#### Source material
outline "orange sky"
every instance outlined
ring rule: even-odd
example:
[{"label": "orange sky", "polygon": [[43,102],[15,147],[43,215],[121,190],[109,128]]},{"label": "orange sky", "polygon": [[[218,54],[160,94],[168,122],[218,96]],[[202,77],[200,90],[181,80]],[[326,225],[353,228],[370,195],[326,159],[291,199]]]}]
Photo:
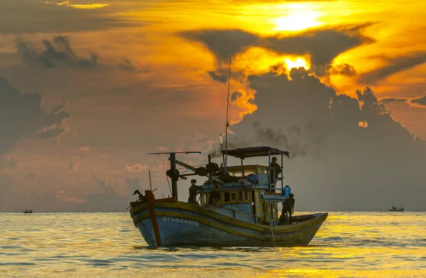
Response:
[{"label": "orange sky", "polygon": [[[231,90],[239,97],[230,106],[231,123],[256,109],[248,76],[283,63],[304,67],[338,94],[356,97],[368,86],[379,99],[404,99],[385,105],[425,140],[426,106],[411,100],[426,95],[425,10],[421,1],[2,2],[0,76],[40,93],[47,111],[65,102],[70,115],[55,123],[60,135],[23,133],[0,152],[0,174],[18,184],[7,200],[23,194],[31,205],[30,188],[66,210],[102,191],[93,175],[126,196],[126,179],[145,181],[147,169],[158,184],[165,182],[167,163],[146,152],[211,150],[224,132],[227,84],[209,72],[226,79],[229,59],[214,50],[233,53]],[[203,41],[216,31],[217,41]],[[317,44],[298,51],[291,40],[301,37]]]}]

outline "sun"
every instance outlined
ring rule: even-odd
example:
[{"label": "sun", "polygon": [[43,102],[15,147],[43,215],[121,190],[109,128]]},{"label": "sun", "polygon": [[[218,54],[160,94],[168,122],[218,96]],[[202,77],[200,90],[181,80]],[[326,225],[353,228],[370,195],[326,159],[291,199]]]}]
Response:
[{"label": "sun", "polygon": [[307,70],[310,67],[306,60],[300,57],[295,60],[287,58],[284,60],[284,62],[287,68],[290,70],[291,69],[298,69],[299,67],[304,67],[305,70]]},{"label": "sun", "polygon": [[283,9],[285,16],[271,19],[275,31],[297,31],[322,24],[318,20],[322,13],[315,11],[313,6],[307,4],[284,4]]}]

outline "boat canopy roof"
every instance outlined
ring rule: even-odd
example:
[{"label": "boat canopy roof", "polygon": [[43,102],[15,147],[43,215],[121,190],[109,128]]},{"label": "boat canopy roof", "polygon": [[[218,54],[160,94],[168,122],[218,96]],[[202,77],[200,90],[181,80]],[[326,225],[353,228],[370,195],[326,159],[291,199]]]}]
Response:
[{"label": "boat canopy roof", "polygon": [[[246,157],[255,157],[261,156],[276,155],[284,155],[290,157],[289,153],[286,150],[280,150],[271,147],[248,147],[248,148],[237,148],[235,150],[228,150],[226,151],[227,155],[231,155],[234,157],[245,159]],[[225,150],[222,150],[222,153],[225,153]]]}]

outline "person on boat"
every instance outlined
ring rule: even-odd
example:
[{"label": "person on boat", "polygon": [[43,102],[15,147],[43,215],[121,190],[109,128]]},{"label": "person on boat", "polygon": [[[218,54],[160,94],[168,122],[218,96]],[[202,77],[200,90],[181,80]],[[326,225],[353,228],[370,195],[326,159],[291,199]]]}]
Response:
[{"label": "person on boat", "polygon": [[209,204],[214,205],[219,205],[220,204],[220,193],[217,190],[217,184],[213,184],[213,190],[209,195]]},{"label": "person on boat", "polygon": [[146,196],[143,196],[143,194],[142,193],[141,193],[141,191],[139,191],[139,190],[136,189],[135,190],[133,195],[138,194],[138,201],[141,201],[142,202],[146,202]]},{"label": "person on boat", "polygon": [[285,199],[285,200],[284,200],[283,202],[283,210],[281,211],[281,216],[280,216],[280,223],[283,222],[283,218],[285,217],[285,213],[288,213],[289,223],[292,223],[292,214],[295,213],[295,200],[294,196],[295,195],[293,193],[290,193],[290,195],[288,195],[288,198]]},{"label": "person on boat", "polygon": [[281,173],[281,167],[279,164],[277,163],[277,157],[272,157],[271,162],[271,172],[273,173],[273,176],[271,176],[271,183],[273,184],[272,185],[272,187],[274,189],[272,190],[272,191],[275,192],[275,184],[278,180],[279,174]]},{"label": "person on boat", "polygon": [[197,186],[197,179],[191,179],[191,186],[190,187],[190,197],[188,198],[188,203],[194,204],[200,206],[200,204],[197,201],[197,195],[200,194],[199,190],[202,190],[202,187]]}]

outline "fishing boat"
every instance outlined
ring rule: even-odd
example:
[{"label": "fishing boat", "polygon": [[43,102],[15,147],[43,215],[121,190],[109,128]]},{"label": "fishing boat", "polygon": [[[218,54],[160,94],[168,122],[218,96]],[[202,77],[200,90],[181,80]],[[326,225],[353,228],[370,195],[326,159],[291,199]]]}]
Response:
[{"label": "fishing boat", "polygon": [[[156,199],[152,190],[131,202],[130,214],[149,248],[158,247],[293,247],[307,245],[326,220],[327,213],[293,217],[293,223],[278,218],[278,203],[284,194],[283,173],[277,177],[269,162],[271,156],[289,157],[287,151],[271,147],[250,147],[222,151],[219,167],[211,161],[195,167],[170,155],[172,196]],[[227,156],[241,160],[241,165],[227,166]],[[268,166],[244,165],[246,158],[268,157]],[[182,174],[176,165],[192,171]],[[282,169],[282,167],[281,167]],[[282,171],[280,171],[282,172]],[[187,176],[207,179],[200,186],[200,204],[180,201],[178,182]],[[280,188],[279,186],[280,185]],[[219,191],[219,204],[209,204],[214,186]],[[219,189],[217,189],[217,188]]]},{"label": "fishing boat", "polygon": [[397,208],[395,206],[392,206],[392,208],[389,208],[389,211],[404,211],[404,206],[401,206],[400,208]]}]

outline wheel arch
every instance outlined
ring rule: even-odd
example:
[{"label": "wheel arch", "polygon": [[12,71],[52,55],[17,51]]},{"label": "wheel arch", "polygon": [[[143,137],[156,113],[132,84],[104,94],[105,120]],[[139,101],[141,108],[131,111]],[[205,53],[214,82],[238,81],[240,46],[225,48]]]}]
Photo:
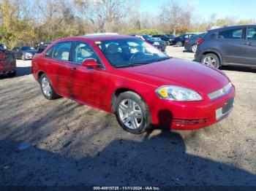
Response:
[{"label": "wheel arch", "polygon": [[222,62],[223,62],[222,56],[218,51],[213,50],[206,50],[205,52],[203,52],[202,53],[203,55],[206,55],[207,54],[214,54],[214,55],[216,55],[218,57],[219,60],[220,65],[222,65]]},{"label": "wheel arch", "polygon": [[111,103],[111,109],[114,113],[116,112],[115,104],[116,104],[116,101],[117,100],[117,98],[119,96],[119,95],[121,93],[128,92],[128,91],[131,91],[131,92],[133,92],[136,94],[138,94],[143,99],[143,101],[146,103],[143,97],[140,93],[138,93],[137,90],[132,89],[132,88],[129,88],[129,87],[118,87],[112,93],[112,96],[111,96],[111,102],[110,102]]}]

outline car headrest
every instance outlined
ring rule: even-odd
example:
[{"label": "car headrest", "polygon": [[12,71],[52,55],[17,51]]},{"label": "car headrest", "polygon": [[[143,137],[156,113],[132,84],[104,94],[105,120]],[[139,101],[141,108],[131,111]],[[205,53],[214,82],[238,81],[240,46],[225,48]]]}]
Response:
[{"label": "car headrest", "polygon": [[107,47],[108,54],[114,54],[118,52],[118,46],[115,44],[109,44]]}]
########
Work to do: Can you repeat all of the data above verbatim, leaving the pictures out?

Result of this exercise:
outline "orange sky"
every instance outlined
ring rule: even-odd
example:
[{"label": "orange sky", "polygon": [[43,102],[15,147],[43,215],[121,190],[109,128]]},{"label": "orange sky", "polygon": [[[218,54],[160,94],[168,122],[218,96]],[[202,77],[200,90],[181,80]],[[326,225],[353,228],[370,195],[326,159],[291,199]]]}]
Photo:
Response:
[{"label": "orange sky", "polygon": [[[231,90],[239,97],[230,106],[231,123],[256,109],[248,76],[283,63],[304,67],[338,94],[356,97],[368,86],[379,99],[404,99],[385,105],[425,140],[426,106],[411,100],[426,95],[425,10],[421,1],[2,2],[0,76],[40,93],[47,111],[65,102],[70,115],[55,123],[60,135],[23,133],[0,152],[0,174],[18,184],[7,200],[23,194],[31,205],[30,188],[66,210],[102,191],[93,175],[126,196],[126,179],[145,181],[147,169],[158,184],[165,182],[167,163],[146,152],[211,150],[224,132],[227,84],[209,72],[226,79],[229,59],[214,50],[233,53]],[[203,41],[216,31],[217,41]],[[317,44],[298,51],[291,40],[301,37]]]}]

outline "sun"
every instance outlined
ring rule: even-odd
example:
[{"label": "sun", "polygon": [[43,102],[15,147],[43,215],[121,190],[109,128]]},{"label": "sun", "polygon": [[[218,54],[160,94],[168,122],[218,96]],[[202,77],[200,90],[181,80]],[[326,225],[353,228],[370,195],[326,159],[291,199]]]}]
Response:
[{"label": "sun", "polygon": [[307,70],[310,67],[306,60],[300,57],[295,60],[287,58],[284,60],[284,62],[287,68],[290,70],[291,69],[298,69],[299,67],[304,67],[305,70]]},{"label": "sun", "polygon": [[283,9],[285,16],[271,19],[275,31],[297,31],[322,24],[318,20],[322,13],[315,11],[313,6],[307,4],[284,4]]}]

outline "boat canopy roof"
every instance outlined
ring rule: even-odd
example:
[{"label": "boat canopy roof", "polygon": [[43,102],[15,147],[43,215],[121,190],[109,128]]},{"label": "boat canopy roof", "polygon": [[[218,54],[160,94],[168,122],[218,96]],[[202,77],[200,90],[181,80]],[[326,225],[353,228],[370,195],[326,159],[291,199]]]}]
Response:
[{"label": "boat canopy roof", "polygon": [[[246,157],[255,157],[261,156],[276,155],[284,155],[290,157],[289,153],[286,150],[280,150],[271,147],[248,147],[248,148],[237,148],[235,150],[228,150],[226,151],[227,155],[231,155],[234,157],[245,159]],[[225,150],[222,150],[222,153],[225,153]]]}]

outline "person on boat"
every instance outlined
ring rule: even-odd
example:
[{"label": "person on boat", "polygon": [[43,102],[15,147],[43,215],[121,190],[109,128]]},{"label": "person on boat", "polygon": [[[218,54],[160,94],[168,122],[218,96]],[[202,77],[200,90],[181,80]],[[326,225],[353,228],[370,195],[326,159],[291,199]]]}]
Response:
[{"label": "person on boat", "polygon": [[209,204],[214,205],[219,205],[220,204],[220,193],[217,190],[217,184],[213,184],[213,190],[209,195]]},{"label": "person on boat", "polygon": [[146,196],[143,196],[143,194],[142,193],[141,193],[141,191],[139,191],[139,190],[136,189],[135,190],[133,195],[138,194],[138,201],[141,201],[142,202],[146,202]]},{"label": "person on boat", "polygon": [[285,199],[285,200],[284,200],[283,202],[283,210],[281,211],[281,216],[280,216],[280,223],[283,222],[283,218],[285,217],[285,213],[288,213],[289,223],[292,223],[292,214],[295,213],[295,200],[294,196],[295,195],[293,193],[290,193],[290,195],[288,195],[288,198]]},{"label": "person on boat", "polygon": [[281,173],[281,167],[279,164],[277,163],[277,157],[272,157],[271,162],[271,172],[273,173],[273,176],[271,176],[271,183],[273,184],[272,185],[272,187],[274,189],[272,190],[272,191],[275,192],[275,184],[278,180],[279,174]]},{"label": "person on boat", "polygon": [[197,186],[197,179],[191,179],[191,186],[190,187],[190,197],[188,198],[188,203],[194,204],[200,206],[200,204],[197,201],[197,195],[200,194],[199,190],[202,190],[202,187]]}]

outline "fishing boat"
every instance outlined
ring rule: even-odd
example:
[{"label": "fishing boat", "polygon": [[43,102],[15,147],[43,215],[121,190],[109,128]]},{"label": "fishing boat", "polygon": [[[218,54],[160,94],[168,122],[218,96]],[[202,77],[200,90],[181,80]],[[326,225],[353,228],[370,195],[326,159],[291,199]]]}]
Response:
[{"label": "fishing boat", "polygon": [[[156,199],[152,190],[131,202],[130,214],[149,248],[158,247],[293,247],[307,245],[326,220],[327,213],[293,217],[293,223],[278,218],[278,203],[284,194],[283,173],[277,177],[269,162],[271,156],[289,157],[287,151],[271,147],[250,147],[222,151],[219,167],[211,161],[195,167],[170,155],[172,196]],[[227,156],[241,160],[241,165],[227,166]],[[268,166],[244,165],[246,158],[268,157]],[[182,174],[176,165],[192,171]],[[282,169],[282,167],[281,167]],[[282,171],[280,171],[282,172]],[[187,176],[207,179],[200,186],[200,204],[180,201],[178,182]],[[280,188],[279,186],[280,185]],[[219,191],[219,204],[209,204],[214,186]],[[219,189],[217,189],[217,188]]]},{"label": "fishing boat", "polygon": [[397,208],[395,206],[392,206],[392,208],[389,208],[389,211],[404,211],[404,206],[401,206],[400,208]]}]

outline wheel arch
every instance outlined
ring rule: even-odd
example:
[{"label": "wheel arch", "polygon": [[12,71],[52,55],[17,51]]},{"label": "wheel arch", "polygon": [[[143,137],[156,113],[132,84],[104,94],[105,120]],[[139,101],[141,108],[131,111]],[[205,53],[214,82],[238,81],[240,46],[225,48]]]}]
Photo:
Response:
[{"label": "wheel arch", "polygon": [[222,62],[223,62],[222,56],[218,51],[213,50],[206,50],[205,52],[203,52],[202,53],[203,55],[206,55],[207,54],[214,54],[214,55],[216,55],[218,57],[219,60],[220,65],[222,65]]},{"label": "wheel arch", "polygon": [[111,103],[111,109],[114,113],[116,112],[115,104],[116,104],[116,101],[117,100],[117,98],[119,96],[119,95],[121,93],[128,92],[128,91],[131,91],[131,92],[133,92],[136,94],[138,94],[143,99],[143,101],[146,103],[143,97],[140,93],[138,93],[137,90],[132,89],[132,88],[129,88],[129,87],[118,87],[112,93],[112,96],[111,96],[111,102],[110,102]]}]

outline car headrest
every instance outlined
ring rule: even-odd
example:
[{"label": "car headrest", "polygon": [[12,71],[52,55],[17,51]]},{"label": "car headrest", "polygon": [[[143,137],[156,113],[132,84],[104,94],[105,120]],[[139,101],[141,108],[131,111]],[[205,53],[214,82],[238,81],[240,46],[225,48]]]}]
Response:
[{"label": "car headrest", "polygon": [[107,47],[108,54],[114,54],[118,52],[118,46],[115,44],[109,44]]}]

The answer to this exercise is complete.